## Records to process
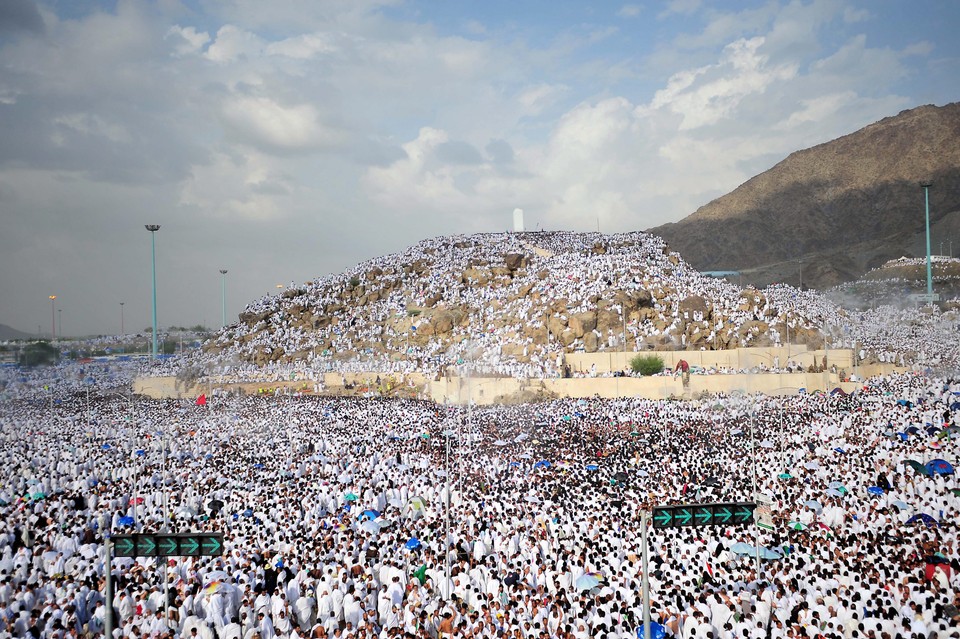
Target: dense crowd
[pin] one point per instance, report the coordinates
(337, 524)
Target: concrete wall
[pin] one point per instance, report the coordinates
(740, 358)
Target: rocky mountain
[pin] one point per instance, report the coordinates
(827, 214)
(10, 333)
(510, 300)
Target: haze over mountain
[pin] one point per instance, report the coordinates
(840, 208)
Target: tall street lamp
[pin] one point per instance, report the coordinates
(153, 228)
(926, 200)
(223, 297)
(53, 317)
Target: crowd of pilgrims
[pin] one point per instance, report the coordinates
(559, 266)
(400, 518)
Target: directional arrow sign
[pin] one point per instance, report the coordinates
(146, 545)
(662, 517)
(722, 513)
(124, 546)
(683, 515)
(167, 545)
(211, 544)
(189, 545)
(743, 513)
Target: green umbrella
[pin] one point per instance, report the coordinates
(421, 574)
(917, 466)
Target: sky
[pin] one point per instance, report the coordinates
(286, 140)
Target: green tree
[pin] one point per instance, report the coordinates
(646, 364)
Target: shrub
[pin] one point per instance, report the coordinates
(646, 364)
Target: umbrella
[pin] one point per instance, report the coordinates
(838, 486)
(587, 582)
(923, 518)
(939, 466)
(813, 504)
(917, 466)
(656, 631)
(370, 526)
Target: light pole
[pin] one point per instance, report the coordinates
(153, 228)
(223, 297)
(926, 201)
(53, 318)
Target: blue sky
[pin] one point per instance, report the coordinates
(287, 140)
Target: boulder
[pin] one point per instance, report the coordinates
(582, 323)
(591, 342)
(695, 304)
(513, 261)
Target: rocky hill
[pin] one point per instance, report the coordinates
(832, 212)
(510, 302)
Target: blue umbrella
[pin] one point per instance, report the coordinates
(656, 631)
(923, 518)
(939, 466)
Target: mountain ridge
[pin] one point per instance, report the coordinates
(832, 211)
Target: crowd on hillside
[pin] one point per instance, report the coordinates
(336, 520)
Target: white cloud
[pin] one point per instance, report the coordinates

## Work request
Write out again, exactly as they appear above, the lines from the one containing "Target: rocky hill" to the final line, and only those.

## Solution to this problem
Target: rocky hill
[pin] one point per instance, report the coordinates
(832, 212)
(510, 302)
Target: blue umbrella
[pin] one point per instance, report the coordinates
(656, 631)
(923, 518)
(939, 466)
Target: mountain ridge
[pin] one point per instance, report the coordinates
(832, 211)
Target: crowd on hillside
[pin] one point per instance, report the coordinates
(336, 520)
Target: white cloud
[pin] one point per instance, report the coordinates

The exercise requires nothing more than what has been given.